### Aufgabe A
Gib den Artikel zur Bundestagswahl von "Deutschland hat gewählt, das" bis einschließlich "so mancher Kulturschaffende." wieder und tausche dabei "Kulturschaffende" gegen "Künstler" aus.
### Aufgabe B
Schreibe den Artikel zur Bundestagswahl im Anschluss an seinen letzten Satz weiter.

### Seitentext
=======
Petra Lambeck23. September 2013

Deutschland hat gewählt, das Ergebnis schien erwartbar und erstaunte doch. Aber was sagt es eigentlich über das politische Engagement der Deutschen? Ein solches gibt es nicht mehr, meint so mancher Kulturschaffende.

Wahlsiegerin Angela Merkel dominiert die Titelseiten von deutschen Tageszeitungen einen Tag nach der Bundestagswahl (Foto: Maja Hitij/dpa)
Bild: picture-alliance/dpa

Jubel bei der CDU, Frust bei der FDP, Ratlosigkeit bei so manchem Wähler. "Das ist eine seltsame Konstellation", meint der Schriftsteller Moritz Rinke, der den Wahlabend auf einer Wahlabendparty in Berlin erlebte. "Da gibt es offensichtlich eine Mehrheit in diesem Land, die links der Mitte steht, wenn man das Spektrum von SPD, Linken und Grünen jetzt mal so bezeichnen kann. Demgegenüber steht ein großer konservativer Sieg, der als solcher aber gar nicht zu begreifen ist, weil Angela Merkel ja nicht problemlos wird regieren können." Und überhaupt sei es erstaunlich, dass fast eine absolute Mehrheit zustande gekommen sei, mit Wahlkampfinhalten, die eigentlich nichts beinhalteten. "Das ist entweder eine Sensation oder ein sehr trauriges Resultat unserer ja fast schon post-politischen Kultur. Das war eigentlich das erste, was ich dachte", so Rinke im Gespräch mit der Deutschen Welle am Montag (23.09.2013).

Sind die Deutschen zu gemütlich?

Moritz Rinke: "eine seltsame Konstellation"Bild: picture-alliance/dpa

Politik ist kompliziert - und manchmal vielleicht auch zu kompliziert. So erklärt sich Rinke, dass beispielsweise das Thema Europa seiner Ansicht nach im Wahlkampf keine große Rolle gespielt hat. Für ihn eines der wichtigsten Themen, auf das sich die Opposition aber nicht eingelassen hätte. "Ich habe den Eindruck, dass unsere Politiker meinen, dem Volk so etwas nicht mehr zumuten zu können. Dass es eben auch mal komplizierter werden kann." Stattdessen würde der Wahlkampf immer inhaltsloser und schablonenhafter. "Es gab keine wirtschaftspolitische Konzeption der SPD, kein politisches Gegengewicht zu Merkels Europapolitik", so Rinke. Und damit eben auch keinen Diskussionsstoff.
=======
[Gespeicherte Einträge aus einer Sammlung]
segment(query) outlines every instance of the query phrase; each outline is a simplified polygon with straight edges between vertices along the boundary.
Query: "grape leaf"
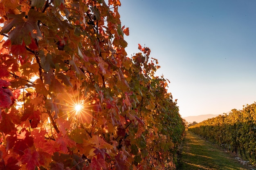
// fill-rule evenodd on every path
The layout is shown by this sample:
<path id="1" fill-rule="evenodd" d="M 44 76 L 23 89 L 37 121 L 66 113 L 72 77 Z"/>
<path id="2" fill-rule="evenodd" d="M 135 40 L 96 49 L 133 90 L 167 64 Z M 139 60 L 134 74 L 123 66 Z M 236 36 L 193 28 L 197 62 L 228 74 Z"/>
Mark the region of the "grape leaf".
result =
<path id="1" fill-rule="evenodd" d="M 47 97 L 47 96 L 49 94 L 49 92 L 45 88 L 45 84 L 41 80 L 41 79 L 37 79 L 35 81 L 35 83 L 36 84 L 35 85 L 36 91 L 38 93 L 40 93 L 42 94 L 44 96 L 45 96 L 45 97 Z"/>
<path id="2" fill-rule="evenodd" d="M 101 170 L 101 168 L 106 170 L 107 169 L 106 163 L 104 159 L 97 156 L 97 159 L 95 157 L 92 158 L 89 167 L 91 170 Z"/>
<path id="3" fill-rule="evenodd" d="M 24 150 L 24 155 L 21 157 L 22 163 L 26 164 L 27 170 L 34 170 L 36 166 L 40 165 L 39 162 L 39 154 L 36 150 L 27 148 Z"/>
<path id="4" fill-rule="evenodd" d="M 6 88 L 10 85 L 11 83 L 9 82 L 0 79 L 0 107 L 7 108 L 12 104 L 12 93 Z"/>
<path id="5" fill-rule="evenodd" d="M 10 157 L 5 165 L 4 159 L 0 161 L 0 169 L 1 170 L 18 170 L 21 167 L 16 164 L 18 161 L 13 157 Z"/>
<path id="6" fill-rule="evenodd" d="M 45 0 L 31 0 L 31 7 L 36 7 L 38 8 L 42 8 L 45 4 Z"/>
<path id="7" fill-rule="evenodd" d="M 0 122 L 0 131 L 5 134 L 8 134 L 12 131 L 16 130 L 15 125 L 12 121 L 12 117 L 2 110 L 1 115 L 2 118 Z"/>
<path id="8" fill-rule="evenodd" d="M 25 108 L 24 113 L 21 118 L 22 121 L 25 121 L 28 119 L 32 128 L 36 128 L 37 124 L 41 120 L 40 117 L 41 112 L 39 110 L 34 110 L 34 105 L 26 104 L 25 105 Z"/>
<path id="9" fill-rule="evenodd" d="M 30 9 L 28 14 L 27 20 L 25 20 L 25 12 L 20 14 L 10 15 L 9 18 L 13 18 L 4 25 L 1 31 L 2 33 L 7 33 L 13 27 L 15 29 L 9 33 L 9 38 L 12 45 L 21 45 L 23 41 L 26 45 L 31 44 L 31 37 L 39 40 L 42 38 L 41 31 L 37 25 L 37 21 L 42 19 L 44 14 L 36 12 Z"/>

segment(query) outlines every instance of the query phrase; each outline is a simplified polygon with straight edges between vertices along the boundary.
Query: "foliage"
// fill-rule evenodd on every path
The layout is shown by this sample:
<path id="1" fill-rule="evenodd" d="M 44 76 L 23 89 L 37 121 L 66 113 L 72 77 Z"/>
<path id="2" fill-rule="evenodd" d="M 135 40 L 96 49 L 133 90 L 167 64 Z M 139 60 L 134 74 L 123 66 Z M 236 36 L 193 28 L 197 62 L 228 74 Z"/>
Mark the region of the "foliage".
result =
<path id="1" fill-rule="evenodd" d="M 190 127 L 189 130 L 256 163 L 256 103 Z"/>
<path id="2" fill-rule="evenodd" d="M 175 168 L 178 108 L 149 48 L 126 56 L 120 5 L 0 2 L 0 169 Z"/>

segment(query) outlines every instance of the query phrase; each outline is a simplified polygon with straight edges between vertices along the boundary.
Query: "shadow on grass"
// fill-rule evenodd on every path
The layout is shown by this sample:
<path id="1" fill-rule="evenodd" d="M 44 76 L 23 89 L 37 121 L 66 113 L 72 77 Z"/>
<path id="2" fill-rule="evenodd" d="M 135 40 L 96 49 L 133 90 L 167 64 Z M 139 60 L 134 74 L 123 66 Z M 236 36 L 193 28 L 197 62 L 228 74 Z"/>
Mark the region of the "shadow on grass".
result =
<path id="1" fill-rule="evenodd" d="M 246 168 L 190 131 L 186 131 L 180 170 L 246 170 Z"/>

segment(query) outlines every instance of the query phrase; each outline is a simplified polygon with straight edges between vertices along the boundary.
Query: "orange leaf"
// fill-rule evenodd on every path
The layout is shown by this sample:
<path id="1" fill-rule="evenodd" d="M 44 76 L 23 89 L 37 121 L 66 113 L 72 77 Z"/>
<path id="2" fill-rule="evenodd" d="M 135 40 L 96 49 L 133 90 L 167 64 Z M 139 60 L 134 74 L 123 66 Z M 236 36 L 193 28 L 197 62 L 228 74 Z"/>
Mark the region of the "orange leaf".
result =
<path id="1" fill-rule="evenodd" d="M 127 36 L 129 35 L 129 28 L 127 27 L 123 30 L 123 32 Z"/>

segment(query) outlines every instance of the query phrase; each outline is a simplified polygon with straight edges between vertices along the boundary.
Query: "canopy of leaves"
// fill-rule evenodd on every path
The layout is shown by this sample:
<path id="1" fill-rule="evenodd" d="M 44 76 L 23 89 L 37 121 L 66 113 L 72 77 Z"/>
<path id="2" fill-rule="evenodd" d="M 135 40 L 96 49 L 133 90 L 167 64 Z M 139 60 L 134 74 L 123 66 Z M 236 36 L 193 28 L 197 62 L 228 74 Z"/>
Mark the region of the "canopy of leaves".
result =
<path id="1" fill-rule="evenodd" d="M 175 168 L 184 126 L 168 81 L 148 48 L 127 56 L 121 2 L 0 2 L 0 169 Z"/>

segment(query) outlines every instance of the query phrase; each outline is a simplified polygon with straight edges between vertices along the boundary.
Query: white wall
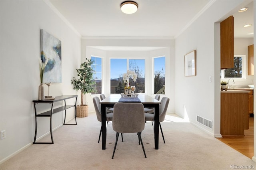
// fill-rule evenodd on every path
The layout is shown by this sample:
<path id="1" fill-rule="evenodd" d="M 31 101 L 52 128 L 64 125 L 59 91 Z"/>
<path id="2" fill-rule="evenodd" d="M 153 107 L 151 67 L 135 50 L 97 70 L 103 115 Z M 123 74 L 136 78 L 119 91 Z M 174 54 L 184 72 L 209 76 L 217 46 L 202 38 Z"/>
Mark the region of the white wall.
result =
<path id="1" fill-rule="evenodd" d="M 152 72 L 152 58 L 154 57 L 164 55 L 166 56 L 166 89 L 165 96 L 170 98 L 170 102 L 168 107 L 168 112 L 174 113 L 174 41 L 172 40 L 152 40 L 152 39 L 82 39 L 82 56 L 84 59 L 85 57 L 90 58 L 92 55 L 104 57 L 102 62 L 103 75 L 102 76 L 102 86 L 104 89 L 102 92 L 106 96 L 110 94 L 110 58 L 145 58 L 145 81 L 153 82 L 151 76 Z M 114 47 L 116 50 L 110 51 L 99 49 L 105 49 L 106 47 L 113 49 Z M 129 47 L 156 47 L 160 49 L 150 51 L 120 50 Z M 154 96 L 151 89 L 152 83 L 145 85 L 146 93 L 150 95 Z M 87 94 L 86 101 L 89 104 L 89 111 L 93 111 L 94 107 L 92 104 L 92 98 L 97 95 Z"/>
<path id="2" fill-rule="evenodd" d="M 219 40 L 217 40 L 219 34 L 218 34 L 215 29 L 219 26 L 214 23 L 234 13 L 237 10 L 234 8 L 238 8 L 243 1 L 213 1 L 175 41 L 175 89 L 179 92 L 175 93 L 175 112 L 216 136 L 220 132 L 220 60 Z M 194 50 L 196 50 L 196 76 L 185 77 L 184 55 Z M 212 76 L 212 82 L 209 82 L 209 76 Z M 215 114 L 217 116 L 214 117 Z M 213 121 L 214 130 L 197 123 L 196 115 Z"/>
<path id="3" fill-rule="evenodd" d="M 5 130 L 6 136 L 0 140 L 0 163 L 34 140 L 32 101 L 38 99 L 40 83 L 40 29 L 62 42 L 62 83 L 50 86 L 50 95 L 76 94 L 70 79 L 80 63 L 80 36 L 43 1 L 0 1 L 0 130 Z M 45 85 L 44 89 L 47 94 Z M 54 115 L 53 128 L 63 123 L 63 114 Z M 49 127 L 49 118 L 39 118 L 38 137 Z"/>

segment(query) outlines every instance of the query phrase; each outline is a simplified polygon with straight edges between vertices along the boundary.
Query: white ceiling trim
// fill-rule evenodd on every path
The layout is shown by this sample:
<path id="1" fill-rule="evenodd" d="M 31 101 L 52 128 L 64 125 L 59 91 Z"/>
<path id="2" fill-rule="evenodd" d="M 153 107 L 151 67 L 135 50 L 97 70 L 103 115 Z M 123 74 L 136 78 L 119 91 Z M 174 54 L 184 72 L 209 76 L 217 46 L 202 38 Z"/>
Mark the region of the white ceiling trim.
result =
<path id="1" fill-rule="evenodd" d="M 114 39 L 114 40 L 175 40 L 174 37 L 94 37 L 82 36 L 82 39 Z"/>
<path id="2" fill-rule="evenodd" d="M 211 0 L 210 2 L 209 2 L 208 4 L 206 4 L 206 5 L 204 6 L 203 9 L 202 9 L 199 12 L 198 12 L 196 15 L 195 16 L 192 20 L 190 21 L 183 28 L 182 28 L 180 32 L 176 36 L 175 36 L 174 39 L 176 39 L 178 37 L 180 34 L 182 34 L 182 32 L 183 32 L 185 30 L 189 27 L 196 20 L 197 18 L 198 18 L 205 11 L 207 10 L 216 1 L 216 0 Z"/>
<path id="3" fill-rule="evenodd" d="M 82 36 L 81 34 L 79 34 L 78 31 L 61 14 L 61 13 L 55 7 L 52 5 L 52 4 L 50 2 L 49 0 L 44 0 L 44 1 L 45 3 L 49 6 L 49 7 L 52 9 L 54 12 L 55 12 L 56 14 L 65 22 L 71 29 L 74 32 L 81 38 Z"/>

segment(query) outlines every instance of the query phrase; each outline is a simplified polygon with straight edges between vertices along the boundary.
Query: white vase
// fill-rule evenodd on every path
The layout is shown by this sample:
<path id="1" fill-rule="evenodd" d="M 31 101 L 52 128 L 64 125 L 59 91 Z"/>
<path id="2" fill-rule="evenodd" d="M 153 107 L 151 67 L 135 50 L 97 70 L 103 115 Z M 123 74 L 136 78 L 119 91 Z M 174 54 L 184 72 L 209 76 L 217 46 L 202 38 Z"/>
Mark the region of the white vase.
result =
<path id="1" fill-rule="evenodd" d="M 38 100 L 44 100 L 44 83 L 41 83 L 38 87 Z"/>
<path id="2" fill-rule="evenodd" d="M 227 85 L 221 85 L 221 89 L 222 90 L 226 90 L 227 89 Z"/>

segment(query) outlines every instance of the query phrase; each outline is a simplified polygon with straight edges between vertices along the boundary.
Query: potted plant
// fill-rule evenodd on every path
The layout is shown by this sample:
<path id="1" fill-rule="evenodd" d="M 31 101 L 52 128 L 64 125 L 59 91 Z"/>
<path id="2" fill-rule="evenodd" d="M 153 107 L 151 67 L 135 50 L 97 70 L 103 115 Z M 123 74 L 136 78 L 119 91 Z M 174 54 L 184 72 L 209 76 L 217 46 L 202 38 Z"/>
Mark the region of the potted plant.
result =
<path id="1" fill-rule="evenodd" d="M 227 85 L 228 83 L 225 81 L 221 81 L 220 85 L 221 85 L 221 90 L 227 90 Z"/>
<path id="2" fill-rule="evenodd" d="M 93 61 L 91 59 L 81 64 L 80 68 L 76 69 L 77 78 L 73 77 L 71 84 L 76 91 L 81 90 L 81 105 L 76 107 L 76 116 L 78 117 L 88 116 L 88 105 L 84 104 L 84 95 L 94 91 L 92 87 L 94 83 L 92 80 L 94 70 L 92 67 Z"/>

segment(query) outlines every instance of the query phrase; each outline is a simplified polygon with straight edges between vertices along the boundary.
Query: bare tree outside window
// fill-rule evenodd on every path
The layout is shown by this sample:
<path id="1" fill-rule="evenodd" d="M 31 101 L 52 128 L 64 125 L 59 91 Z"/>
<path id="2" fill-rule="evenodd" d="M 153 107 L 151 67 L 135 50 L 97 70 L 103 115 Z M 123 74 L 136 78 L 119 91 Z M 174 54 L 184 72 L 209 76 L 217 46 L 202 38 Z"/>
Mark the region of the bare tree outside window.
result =
<path id="1" fill-rule="evenodd" d="M 135 86 L 136 89 L 134 93 L 144 93 L 145 92 L 145 75 L 144 71 L 145 69 L 143 68 L 142 65 L 141 64 L 140 67 L 139 67 L 137 62 L 140 61 L 144 63 L 145 65 L 145 60 L 141 59 L 130 59 L 129 60 L 129 70 L 135 71 L 137 74 L 137 80 L 136 81 L 134 82 L 131 78 L 129 79 L 129 83 L 130 85 Z"/>
<path id="2" fill-rule="evenodd" d="M 129 68 L 127 68 L 128 63 Z M 134 71 L 137 74 L 136 81 L 130 79 L 130 86 L 135 86 L 134 93 L 145 92 L 145 59 L 110 59 L 110 93 L 120 94 L 124 92 L 124 82 L 122 74 L 127 70 Z"/>
<path id="3" fill-rule="evenodd" d="M 242 77 L 242 57 L 234 57 L 234 68 L 225 69 L 225 77 Z"/>
<path id="4" fill-rule="evenodd" d="M 154 93 L 165 94 L 165 57 L 154 58 Z"/>

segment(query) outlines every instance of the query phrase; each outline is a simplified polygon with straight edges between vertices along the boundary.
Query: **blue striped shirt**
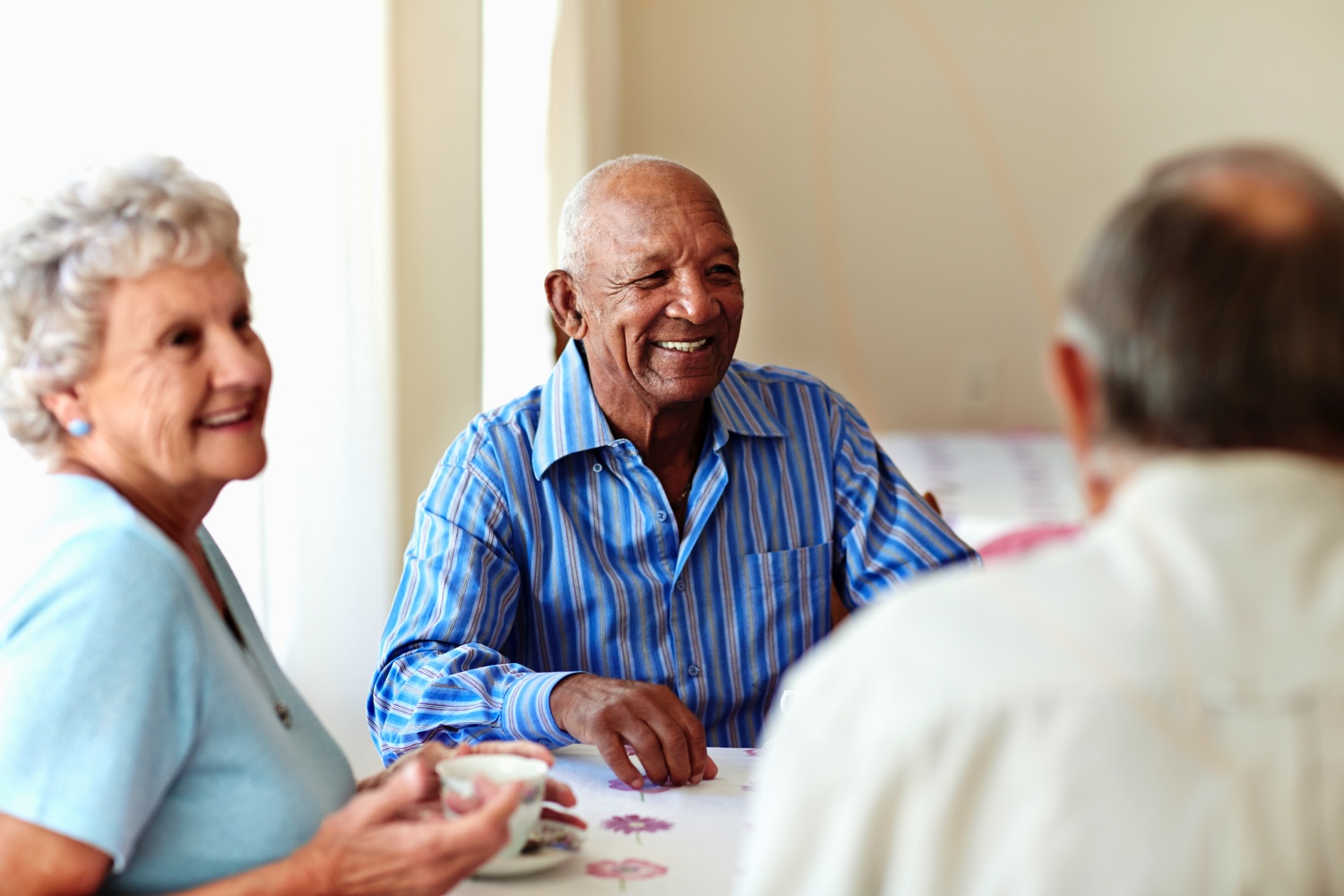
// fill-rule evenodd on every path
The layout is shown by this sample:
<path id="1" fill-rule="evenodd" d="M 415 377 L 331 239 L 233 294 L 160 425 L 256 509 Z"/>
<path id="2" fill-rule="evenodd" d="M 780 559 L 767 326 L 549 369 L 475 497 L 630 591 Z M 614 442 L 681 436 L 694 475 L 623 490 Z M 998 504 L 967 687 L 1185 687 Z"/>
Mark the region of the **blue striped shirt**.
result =
<path id="1" fill-rule="evenodd" d="M 711 396 L 684 533 L 614 438 L 571 344 L 481 414 L 421 496 L 368 719 L 384 760 L 431 737 L 574 743 L 574 672 L 660 682 L 710 746 L 750 746 L 785 666 L 848 607 L 973 557 L 859 412 L 798 371 L 734 361 Z"/>

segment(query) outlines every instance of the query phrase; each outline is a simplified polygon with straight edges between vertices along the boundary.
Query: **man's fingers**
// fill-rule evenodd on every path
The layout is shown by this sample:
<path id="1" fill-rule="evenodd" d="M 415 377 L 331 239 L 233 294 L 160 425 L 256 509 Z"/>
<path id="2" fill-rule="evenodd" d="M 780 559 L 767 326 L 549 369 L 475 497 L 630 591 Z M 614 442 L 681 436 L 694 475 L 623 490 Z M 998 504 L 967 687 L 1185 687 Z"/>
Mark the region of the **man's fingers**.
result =
<path id="1" fill-rule="evenodd" d="M 644 775 L 640 774 L 630 763 L 630 758 L 625 755 L 625 743 L 621 740 L 620 735 L 614 731 L 603 731 L 601 735 L 593 739 L 593 746 L 597 747 L 597 752 L 602 756 L 602 762 L 606 767 L 616 772 L 616 776 L 628 783 L 630 787 L 642 787 Z"/>
<path id="2" fill-rule="evenodd" d="M 578 803 L 578 799 L 575 799 L 574 791 L 570 790 L 569 785 L 555 780 L 554 778 L 547 778 L 546 802 L 559 803 L 562 806 L 573 806 Z"/>
<path id="3" fill-rule="evenodd" d="M 644 774 L 648 779 L 656 785 L 665 782 L 669 778 L 668 763 L 663 756 L 663 739 L 659 737 L 657 732 L 648 723 L 637 720 L 630 731 L 622 733 L 634 747 L 634 755 L 644 764 Z"/>
<path id="4" fill-rule="evenodd" d="M 649 727 L 659 737 L 663 751 L 663 766 L 667 768 L 667 775 L 663 778 L 653 778 L 652 774 L 649 776 L 660 782 L 671 778 L 673 785 L 689 783 L 691 742 L 687 739 L 680 720 L 673 716 L 657 716 L 649 721 Z"/>

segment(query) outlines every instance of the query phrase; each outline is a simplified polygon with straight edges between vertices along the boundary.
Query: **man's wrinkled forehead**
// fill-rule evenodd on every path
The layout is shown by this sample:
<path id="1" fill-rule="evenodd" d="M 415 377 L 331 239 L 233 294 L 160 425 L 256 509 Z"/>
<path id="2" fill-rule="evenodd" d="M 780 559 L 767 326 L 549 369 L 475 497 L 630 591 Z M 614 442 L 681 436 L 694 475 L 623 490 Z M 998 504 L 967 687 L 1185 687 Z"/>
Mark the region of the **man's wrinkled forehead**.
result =
<path id="1" fill-rule="evenodd" d="M 719 197 L 691 172 L 622 172 L 599 187 L 590 220 L 593 249 L 605 243 L 610 250 L 637 251 L 646 243 L 679 243 L 710 227 L 722 232 L 724 247 L 737 255 Z"/>

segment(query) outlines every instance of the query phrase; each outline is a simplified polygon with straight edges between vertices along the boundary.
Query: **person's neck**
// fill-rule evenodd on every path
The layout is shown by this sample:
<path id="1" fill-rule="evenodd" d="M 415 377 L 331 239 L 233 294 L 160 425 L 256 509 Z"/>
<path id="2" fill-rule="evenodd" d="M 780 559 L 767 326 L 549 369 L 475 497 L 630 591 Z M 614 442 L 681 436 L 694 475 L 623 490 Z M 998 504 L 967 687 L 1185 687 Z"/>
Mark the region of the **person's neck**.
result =
<path id="1" fill-rule="evenodd" d="M 644 462 L 655 472 L 684 462 L 695 466 L 710 424 L 708 411 L 708 399 L 656 411 L 650 408 L 644 414 L 626 414 L 621 418 L 606 414 L 603 408 L 612 433 L 617 438 L 630 439 Z"/>
<path id="2" fill-rule="evenodd" d="M 1095 519 L 1105 513 L 1116 492 L 1156 454 L 1150 449 L 1117 442 L 1102 442 L 1077 454 L 1087 516 Z"/>
<path id="3" fill-rule="evenodd" d="M 188 556 L 198 551 L 196 529 L 219 496 L 218 488 L 172 488 L 137 469 L 97 463 L 87 458 L 67 457 L 51 472 L 87 476 L 106 482 Z"/>

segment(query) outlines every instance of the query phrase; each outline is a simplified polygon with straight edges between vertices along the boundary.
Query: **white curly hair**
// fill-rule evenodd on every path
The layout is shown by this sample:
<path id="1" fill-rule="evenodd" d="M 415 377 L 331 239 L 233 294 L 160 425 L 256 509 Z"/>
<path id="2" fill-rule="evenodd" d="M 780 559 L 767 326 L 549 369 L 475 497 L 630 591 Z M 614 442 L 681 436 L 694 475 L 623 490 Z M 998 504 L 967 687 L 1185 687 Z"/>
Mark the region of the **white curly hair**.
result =
<path id="1" fill-rule="evenodd" d="M 0 235 L 0 420 L 9 435 L 39 459 L 58 458 L 60 424 L 42 396 L 93 369 L 110 286 L 216 255 L 243 275 L 228 195 L 163 156 L 78 176 Z"/>

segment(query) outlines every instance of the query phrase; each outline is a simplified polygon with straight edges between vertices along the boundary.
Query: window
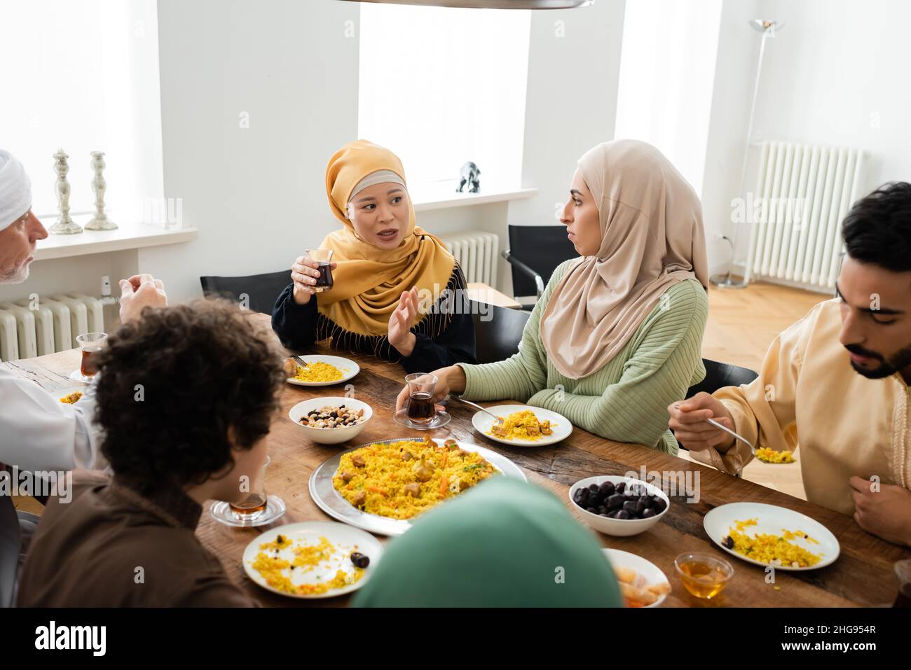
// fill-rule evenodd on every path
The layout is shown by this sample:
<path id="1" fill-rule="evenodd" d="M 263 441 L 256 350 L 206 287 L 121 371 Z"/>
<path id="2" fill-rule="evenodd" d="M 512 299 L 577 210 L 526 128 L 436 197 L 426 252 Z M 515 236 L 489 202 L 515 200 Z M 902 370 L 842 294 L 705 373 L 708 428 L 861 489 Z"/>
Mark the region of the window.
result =
<path id="1" fill-rule="evenodd" d="M 33 211 L 56 213 L 62 147 L 71 215 L 93 210 L 89 152 L 104 151 L 107 209 L 138 220 L 163 194 L 155 0 L 0 0 L 0 147 L 25 164 Z"/>
<path id="2" fill-rule="evenodd" d="M 527 10 L 361 5 L 358 134 L 394 151 L 410 185 L 519 185 Z"/>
=======
### Endgültige Antwort A
Deutschland hat gewählt, das Ergebnis schien erwartbar und erstaunte doch. Aber was sagt es eigentlich über das politische Engagement der Deutschen? Ein solches gibt es nicht mehr, meint so mancher Künstler.

### Endgültige Antwort B
Unzufrieden mit dem Auftreten von SPD und Grünen ist auch der Schriftsteller Feridun Zaimoglu. Er ärgere sich besonders über das Verhalten von Peer Steinbrück (SPD) und Jürgen Trittin (Bündnis 90/ Die Grünen), sagte er der Deutschen Welle. Seiner Meinung nach hätten beide direkt nach der Niederlage zurücktreten müssen. "Da zu sitzen und einfach zu sagen, wir haben unser Ziel nicht erreicht. Das geht einfach nicht." Stattdessen müssten SPD und Grüne auf die Straße gehen, sich umhören, die Leute ansprechen. "Eine gute Sache kann ich der Wahl abgewinnen: nämlich, dass SPD und Grüne eine richtig saftige Lektion bekommen haben." Ansonsten mache ihn das Wahlergebnis aber nicht sehr glücklich. Die Deutschen hätten seiner Meinung nach Sicherheit gewählt. Sicherheit im dem Sinne, dass es einfach so weitergehen soll wie bisher.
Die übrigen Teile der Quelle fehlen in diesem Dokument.